**What to work on**
Copy every line of the data below, requests included, but leave out the pictures. Scale each bounding-box coordinate in the answers by 1.7, rounding to the nearest whole number with halves rounded up, and keep the sample coordinates inside the requests unchanged.
(begin)
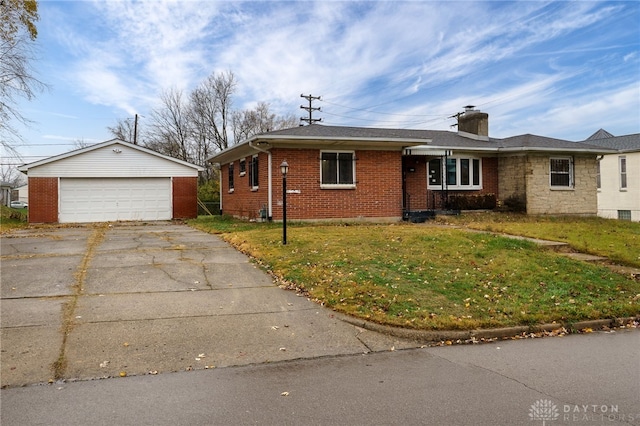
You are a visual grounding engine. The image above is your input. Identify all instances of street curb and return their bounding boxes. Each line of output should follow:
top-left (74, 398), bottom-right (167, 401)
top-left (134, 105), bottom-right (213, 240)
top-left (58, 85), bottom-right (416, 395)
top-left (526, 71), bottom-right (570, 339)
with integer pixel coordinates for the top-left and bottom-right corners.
top-left (334, 312), bottom-right (640, 343)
(end)
**Output of the exercise**
You are a visual grounding engine. The image above is your input. Identify all instances of street curb and return their bounding boxes. Each line of output should follow:
top-left (74, 398), bottom-right (167, 401)
top-left (134, 105), bottom-right (213, 240)
top-left (58, 85), bottom-right (416, 395)
top-left (526, 71), bottom-right (570, 339)
with integer pixel coordinates for the top-left and bottom-right corners.
top-left (568, 530), bottom-right (1088, 583)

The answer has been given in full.